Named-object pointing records
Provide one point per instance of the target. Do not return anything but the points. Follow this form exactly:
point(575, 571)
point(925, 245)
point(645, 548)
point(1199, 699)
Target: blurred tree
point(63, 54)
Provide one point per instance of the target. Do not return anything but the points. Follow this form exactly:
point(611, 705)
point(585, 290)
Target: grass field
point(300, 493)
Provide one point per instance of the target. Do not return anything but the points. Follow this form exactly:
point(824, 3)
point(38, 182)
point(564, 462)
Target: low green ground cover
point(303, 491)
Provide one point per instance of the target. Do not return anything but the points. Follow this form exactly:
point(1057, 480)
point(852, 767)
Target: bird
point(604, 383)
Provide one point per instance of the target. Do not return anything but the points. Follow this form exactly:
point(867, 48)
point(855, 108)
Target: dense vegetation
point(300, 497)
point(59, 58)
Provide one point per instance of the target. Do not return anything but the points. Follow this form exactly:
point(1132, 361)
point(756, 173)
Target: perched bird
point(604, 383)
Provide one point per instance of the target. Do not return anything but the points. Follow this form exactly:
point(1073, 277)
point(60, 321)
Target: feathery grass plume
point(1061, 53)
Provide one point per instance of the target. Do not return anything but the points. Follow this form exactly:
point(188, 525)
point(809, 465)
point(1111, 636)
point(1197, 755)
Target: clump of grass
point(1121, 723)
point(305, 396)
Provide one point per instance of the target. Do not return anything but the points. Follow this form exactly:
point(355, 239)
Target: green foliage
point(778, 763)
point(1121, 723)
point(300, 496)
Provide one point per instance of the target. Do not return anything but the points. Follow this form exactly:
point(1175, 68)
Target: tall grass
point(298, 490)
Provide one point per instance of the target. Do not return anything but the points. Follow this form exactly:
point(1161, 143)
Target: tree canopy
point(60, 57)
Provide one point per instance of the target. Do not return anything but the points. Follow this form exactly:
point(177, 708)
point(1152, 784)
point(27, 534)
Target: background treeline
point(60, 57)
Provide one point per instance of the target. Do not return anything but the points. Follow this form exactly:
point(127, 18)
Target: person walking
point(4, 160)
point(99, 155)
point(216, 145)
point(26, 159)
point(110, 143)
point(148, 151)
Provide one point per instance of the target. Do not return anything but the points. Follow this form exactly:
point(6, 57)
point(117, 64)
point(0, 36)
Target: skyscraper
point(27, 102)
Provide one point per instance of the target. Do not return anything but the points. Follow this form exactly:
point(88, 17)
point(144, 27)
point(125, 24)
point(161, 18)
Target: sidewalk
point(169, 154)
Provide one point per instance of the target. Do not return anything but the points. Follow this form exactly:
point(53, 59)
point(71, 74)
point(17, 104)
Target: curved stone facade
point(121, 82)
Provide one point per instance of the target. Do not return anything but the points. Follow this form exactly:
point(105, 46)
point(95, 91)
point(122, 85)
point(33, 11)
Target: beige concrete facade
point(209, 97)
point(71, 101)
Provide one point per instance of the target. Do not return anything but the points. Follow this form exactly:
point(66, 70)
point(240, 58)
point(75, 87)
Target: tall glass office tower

Objective: Go through the material above line by line and copy it exactly.

Result of this task:
Provide one point per instance of the target. Do not return anything but the points. Follow this form exactly:
point(575, 571)
point(925, 245)
point(645, 548)
point(1199, 699)
Target: blurred tree
point(63, 54)
Provide one point per instance of the target. Do not return anything but the points. Follow this form exactly:
point(611, 705)
point(585, 290)
Target: grass field
point(300, 493)
Provide one point per instance of the target. Do not return anything but the points. Follow this form exactly:
point(824, 3)
point(38, 182)
point(564, 462)
Target: low green ground cover
point(303, 491)
Provide one point per instance of the target. Do not return anything but the points. Follow this form exactly:
point(1057, 480)
point(852, 767)
Target: bird
point(604, 383)
Provide one point per instance of the target. Do not return anything but the points. Follow this form exactly:
point(867, 48)
point(855, 108)
Target: dense vegetation
point(300, 497)
point(59, 58)
Provide one point per instance of the target. Do not return anything but the points. Follow this form exactly:
point(1132, 361)
point(756, 173)
Target: perched bird
point(604, 383)
Provide one point per instance of the target. Do not return anything but the points. Follow this form exactly:
point(1073, 277)
point(60, 321)
Target: feathery grass plume
point(1061, 53)
Provide one point per instance of the target. Do not return anything but the points. Follow this form exactly:
point(188, 525)
point(809, 465)
point(1111, 636)
point(1197, 755)
Target: clump of grass
point(1121, 723)
point(305, 396)
Provide one point per instance of the target. Do not return anything but the points. Follow this form exactly:
point(355, 239)
Target: green foliage
point(778, 763)
point(1121, 723)
point(300, 496)
Provide one point per instance of the target. Do not return anything but the points. Follow this form exactly:
point(1175, 68)
Target: tall grass
point(298, 490)
Provide one point per instance of the target. Do not return anything but the points. Follow this form exactly:
point(1161, 143)
Target: tree canopy
point(60, 57)
Provide one point per instance of the target. Do not return anything but the points. Follow this form exactly:
point(177, 708)
point(1152, 784)
point(27, 534)
Target: background treeline
point(60, 57)
Provide one point per instance of the target. Do not return anything but the points. Follow this form exactly:
point(127, 18)
Target: person walking
point(4, 160)
point(99, 155)
point(216, 145)
point(26, 159)
point(110, 143)
point(148, 151)
Provide one point per instance of the target. Do not return anything but the points. Follow this form exactly:
point(6, 57)
point(117, 64)
point(0, 36)
Target: skyscraper
point(27, 102)
Provide one point per instance of the target. Do not return anything but the points. Follow this form exactly:
point(88, 17)
point(144, 27)
point(125, 24)
point(161, 18)
Target: sidewalk
point(169, 154)
Provide one point per instance of the target. Do not return anything but the points. Follow this form exactly:
point(53, 59)
point(71, 74)
point(17, 104)
Target: curved stone facade
point(121, 82)
Provide one point per instance of the target. Do not return anything but the points. Follow this form exactly:
point(105, 46)
point(95, 91)
point(122, 85)
point(33, 11)
Target: beige concrete facade
point(209, 97)
point(71, 101)
Provide one point per instance of the target. Do not return anything but the points. Follow this form exactly:
point(66, 70)
point(240, 58)
point(75, 87)
Target: tall glass office tower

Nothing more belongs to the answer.